=== Passage ===
Even Social Media Firms Can’t Forget The Motor City

When Goodby Silverstein & Partners won a large chunk of Chevrolet business last year, it became essential for them to staff a sizable Detroit office.
As The Detroit Free Press reports, they’re not the only ones:

Big Fuel, a 7-year-old New York social-media agency, has chosen Detroit for its first satellite office, becoming the latest advertising agency to follow General Motors marketing chief Joel Ewanick’s encouragement to put employees in downtown Detroit.
The firm plans to employ about 30 people in Detroit by the end of January in an office that opened last month on the 31st floor of Tower 300 at the Renaissance Center, CEO Avi Savar said.
Eventually, the Detroit office, known internally as Big Fuel Heartland, could employ hundreds in another building. Big Fuel will likely move some of its Midwest accounts, like Chicago-based McDonald’s, to the Detroit office, Savar said. A West Coast office is next, he said.
=== Supplied records ===
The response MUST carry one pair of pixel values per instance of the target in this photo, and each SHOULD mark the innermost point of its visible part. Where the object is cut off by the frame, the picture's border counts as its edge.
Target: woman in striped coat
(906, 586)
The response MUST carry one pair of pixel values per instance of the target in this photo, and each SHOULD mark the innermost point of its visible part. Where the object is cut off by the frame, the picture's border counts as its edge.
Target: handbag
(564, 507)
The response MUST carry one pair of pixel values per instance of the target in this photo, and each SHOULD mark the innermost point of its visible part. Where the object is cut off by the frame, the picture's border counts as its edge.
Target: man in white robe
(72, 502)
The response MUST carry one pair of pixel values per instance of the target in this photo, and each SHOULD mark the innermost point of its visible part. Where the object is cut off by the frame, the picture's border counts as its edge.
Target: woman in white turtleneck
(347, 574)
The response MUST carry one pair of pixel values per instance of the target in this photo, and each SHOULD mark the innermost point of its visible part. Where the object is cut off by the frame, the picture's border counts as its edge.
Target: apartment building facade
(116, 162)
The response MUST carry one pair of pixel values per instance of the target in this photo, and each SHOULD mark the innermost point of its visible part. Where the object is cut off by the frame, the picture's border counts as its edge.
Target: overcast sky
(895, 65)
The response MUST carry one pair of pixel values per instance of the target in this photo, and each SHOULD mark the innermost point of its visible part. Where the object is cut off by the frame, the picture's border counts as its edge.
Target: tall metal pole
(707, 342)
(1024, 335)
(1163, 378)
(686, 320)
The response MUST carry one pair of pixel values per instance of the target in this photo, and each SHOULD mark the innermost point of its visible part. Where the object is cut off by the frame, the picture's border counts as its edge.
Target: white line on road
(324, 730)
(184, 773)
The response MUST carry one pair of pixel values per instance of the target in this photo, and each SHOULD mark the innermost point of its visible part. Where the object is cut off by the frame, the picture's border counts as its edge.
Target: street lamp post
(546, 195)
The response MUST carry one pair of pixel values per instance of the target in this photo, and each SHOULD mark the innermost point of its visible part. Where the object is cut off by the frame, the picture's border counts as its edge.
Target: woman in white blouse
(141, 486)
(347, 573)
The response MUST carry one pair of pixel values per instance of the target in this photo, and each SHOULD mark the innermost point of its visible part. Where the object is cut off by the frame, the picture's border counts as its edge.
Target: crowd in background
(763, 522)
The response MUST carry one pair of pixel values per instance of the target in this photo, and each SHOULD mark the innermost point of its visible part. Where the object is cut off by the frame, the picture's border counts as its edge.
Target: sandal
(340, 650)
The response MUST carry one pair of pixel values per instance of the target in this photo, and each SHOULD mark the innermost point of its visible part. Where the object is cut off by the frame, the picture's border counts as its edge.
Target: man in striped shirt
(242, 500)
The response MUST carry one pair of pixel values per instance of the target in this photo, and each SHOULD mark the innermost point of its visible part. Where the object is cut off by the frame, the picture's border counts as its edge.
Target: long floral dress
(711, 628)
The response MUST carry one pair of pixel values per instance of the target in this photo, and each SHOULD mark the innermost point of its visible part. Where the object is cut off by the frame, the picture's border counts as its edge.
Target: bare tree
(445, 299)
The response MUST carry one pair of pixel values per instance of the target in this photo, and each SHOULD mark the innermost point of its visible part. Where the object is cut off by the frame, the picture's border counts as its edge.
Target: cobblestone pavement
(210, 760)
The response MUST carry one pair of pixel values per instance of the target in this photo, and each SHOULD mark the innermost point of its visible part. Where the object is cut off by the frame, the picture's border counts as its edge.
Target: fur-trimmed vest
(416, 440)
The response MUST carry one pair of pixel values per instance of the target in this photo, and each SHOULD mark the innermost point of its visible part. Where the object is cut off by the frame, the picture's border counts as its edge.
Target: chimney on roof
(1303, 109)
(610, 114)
===
| What the task requires |
Reproduce word for word the stretch of the Motor City article above that begins with "As The Detroit" and ends with "next, he said.".

| Solution to this problem |
As The Detroit Free Press reports, they’re not the only ones:

Big Fuel, a 7-year-old New York social-media agency, has chosen Detroit for its first satellite office, becoming the latest advertising agency to follow General Motors marketing chief Joel Ewanick’s encouragement to put employees in downtown Detroit.
The firm plans to employ about 30 people in Detroit by the end of January in an office that opened last month on the 31st floor of Tower 300 at the Renaissance Center, CEO Avi Savar said.
Eventually, the Detroit office, known internally as Big Fuel Heartland, could employ hundreds in another building. Big Fuel will likely move some of its Midwest accounts, like Chicago-based McDonald’s, to the Detroit office, Savar said. A West Coast office is next, he said.